* The data *
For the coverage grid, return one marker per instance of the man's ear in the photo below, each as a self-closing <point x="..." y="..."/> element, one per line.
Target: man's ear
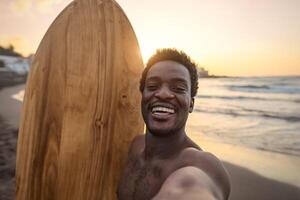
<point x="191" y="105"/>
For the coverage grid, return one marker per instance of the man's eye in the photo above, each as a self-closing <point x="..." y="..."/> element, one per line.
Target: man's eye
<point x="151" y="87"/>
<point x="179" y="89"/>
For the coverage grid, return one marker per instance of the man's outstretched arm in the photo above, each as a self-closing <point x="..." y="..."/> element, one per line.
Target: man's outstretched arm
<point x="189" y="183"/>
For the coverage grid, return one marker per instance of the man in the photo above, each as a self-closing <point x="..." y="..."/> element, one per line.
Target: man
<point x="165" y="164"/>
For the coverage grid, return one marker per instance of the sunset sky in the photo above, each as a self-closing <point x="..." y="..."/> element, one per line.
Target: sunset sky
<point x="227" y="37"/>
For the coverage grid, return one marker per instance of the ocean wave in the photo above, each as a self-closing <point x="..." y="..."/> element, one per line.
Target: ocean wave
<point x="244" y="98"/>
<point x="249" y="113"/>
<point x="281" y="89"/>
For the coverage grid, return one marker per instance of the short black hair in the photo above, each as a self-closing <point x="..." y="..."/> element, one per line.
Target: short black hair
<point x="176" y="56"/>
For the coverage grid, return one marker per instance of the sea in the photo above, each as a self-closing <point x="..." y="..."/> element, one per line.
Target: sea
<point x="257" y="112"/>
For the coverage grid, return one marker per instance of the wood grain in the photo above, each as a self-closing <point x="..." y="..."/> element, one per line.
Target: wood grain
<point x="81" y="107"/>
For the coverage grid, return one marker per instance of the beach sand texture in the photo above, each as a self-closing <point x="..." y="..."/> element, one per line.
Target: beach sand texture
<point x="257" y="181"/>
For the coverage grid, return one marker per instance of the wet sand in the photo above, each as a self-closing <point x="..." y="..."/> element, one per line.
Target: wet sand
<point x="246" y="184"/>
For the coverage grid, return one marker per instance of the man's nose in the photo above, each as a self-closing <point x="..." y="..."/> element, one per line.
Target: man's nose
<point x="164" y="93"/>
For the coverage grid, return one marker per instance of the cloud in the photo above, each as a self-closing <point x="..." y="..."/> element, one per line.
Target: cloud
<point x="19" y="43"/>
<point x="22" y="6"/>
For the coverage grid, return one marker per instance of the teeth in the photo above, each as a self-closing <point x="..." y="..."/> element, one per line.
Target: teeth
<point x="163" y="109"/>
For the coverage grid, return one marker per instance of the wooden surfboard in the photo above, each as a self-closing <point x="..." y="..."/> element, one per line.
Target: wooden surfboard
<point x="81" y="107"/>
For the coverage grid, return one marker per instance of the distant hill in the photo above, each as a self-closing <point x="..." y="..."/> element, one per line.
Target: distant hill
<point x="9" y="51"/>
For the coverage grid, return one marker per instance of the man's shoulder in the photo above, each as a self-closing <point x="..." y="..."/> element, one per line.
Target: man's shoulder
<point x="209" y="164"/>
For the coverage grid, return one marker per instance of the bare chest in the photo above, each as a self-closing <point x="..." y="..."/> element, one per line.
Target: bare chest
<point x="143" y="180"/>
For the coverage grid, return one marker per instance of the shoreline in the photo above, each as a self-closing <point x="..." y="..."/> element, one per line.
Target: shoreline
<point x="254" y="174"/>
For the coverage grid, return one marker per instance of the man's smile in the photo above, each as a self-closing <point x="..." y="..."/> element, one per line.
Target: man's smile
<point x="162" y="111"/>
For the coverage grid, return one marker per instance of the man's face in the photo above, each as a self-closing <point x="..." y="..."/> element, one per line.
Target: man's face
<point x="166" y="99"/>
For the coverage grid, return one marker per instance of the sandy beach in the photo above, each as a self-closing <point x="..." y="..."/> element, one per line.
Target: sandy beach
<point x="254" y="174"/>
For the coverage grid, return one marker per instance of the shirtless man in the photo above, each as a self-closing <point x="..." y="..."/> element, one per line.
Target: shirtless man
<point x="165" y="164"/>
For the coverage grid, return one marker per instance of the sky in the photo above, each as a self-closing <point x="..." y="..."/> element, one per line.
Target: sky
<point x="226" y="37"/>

* To be done *
Reproduce the data above word for word, from the line containing "the man's smile" through the end of the data.

* Expected output *
For the coverage grid, return one marker per instance of the man's smile in the photo above, each as a self-closing <point x="..." y="..."/> element, one per line.
Target: man's smile
<point x="162" y="111"/>
For the coverage grid, return one marker per instance of the man's face in the photo above, each as a self-closing <point x="..." y="..."/> element, one per line.
Target: man's face
<point x="166" y="99"/>
For the coverage grid, return one marker per instance of the sandy beach in the photo above, each as a self-closing <point x="..." y="..."/> element, one per line.
Target: sandy beach
<point x="254" y="174"/>
For the coverage grid, return one marker per instance of the shirtless man in the photo above, each as a self-closing <point x="..." y="..."/> element, one per line.
Target: shirtless man
<point x="165" y="164"/>
For the coverage grid, return one marker per instance of the sky in the photo above, each as a self-closing <point x="..." y="..."/> element, one per line.
Target: sky
<point x="226" y="37"/>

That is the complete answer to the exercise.